TEXT SEGMENT -
*** Begin section ***

Adaptive Artificial Multiple Intelligence Fusion System (A-AMIFS) for Enhanced Disease Detection in Nile Tilapia

Abstract

The development of an efficient disease detection system for Nile Tilapia is critical due to the significant economic and food security impacts of disease outbreaks. Traditional disease identification methods are labor-intensive, inefficient, and often fail to detect early signs of disease, leading to substantial economic losses. This study introduces the Adaptive Artificial Multiple Intelligence Fusion System (A-AMIFS), an advanced model that innovatively combines image augmentation, ensemble image segmentation methods, and ensemble Convolutional Neural Network (CNN) architectures. The system utilizes a non-population-based artificial multiple intelligence system (np-AMIS) for optimizing image augmentation and a population-based system (Pop-AMIS) for decision fusion, demonstrating superior performance. Evaluated on two novel datasets, Nile Tilapia Disease-1 (NTD-1) and Nile Tilapia Disease-2 (NTD-2), the system achieved an overall accuracy of 98.26%, precision of 98.35%, recall of 98.30%, and an F1-score of 98.32%, significantly outperforming existing methodologies. Additionally, a "chatbot" feature was developed to enable farmers to automatically detect fish diseases using the ensemble model as the backend classification system, achieving an impressive classification accuracy of over 98%. These results underscore the system's robustness in detecting various diseases in Nile Tilapia and its potential to transform disease detection in aquaculture. The proposed system reduces manual labor, optimizes disease identification processes, and enhances disease management strategies, promoting more sustainable and productive aquaculture practices. This research highlights the indispensable role of AI techniques in overcoming the complex challenges of disease detection and management in aquaculture, presenting efficient and effective disease management practices. By leveraging advanced image augmentation, ensemble segmentation methods, and ensemble CNN architectures, this study presents a revolutionary approach to disease detection in Nile Tilapia. The integration of a user-friendly chatbot interface further enhances the technology's accessibility and practical application, empowering farmers to proactively manage disease outbreaks and mitigate economic losses.

*** End section ***

TASK LIST -
1: According to the A-AMIFS abstract, what does the system use to optimize image augmentation?
2: Decide whether each statement agrees with the A-AMIFS abstract, answering yes or no and quoting the deciding words: (a) The system was evaluated on three datasets. (b) Pop-AMIS handles decision fusion. (c) The chatbot reached a classification accuracy above 98%.

DATA BLOCK -
*** Begin section ***

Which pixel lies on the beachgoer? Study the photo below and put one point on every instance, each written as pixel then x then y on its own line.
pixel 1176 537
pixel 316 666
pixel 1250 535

*** End section ***

ANSWERS TO EACH TASK -
1: A non-population-based artificial multiple intelligence system (np-AMIS).

2:
(a) No: "Evaluated on two novel datasets, Nile Tilapia Disease-1 (NTD-1) and Nile Tilapia Disease-2 (NTD-2)"
(b) Yes: "a population-based system (Pop-AMIS) for decision fusion"
(c) Yes: "achieving an impressive classification accuracy of over 98%"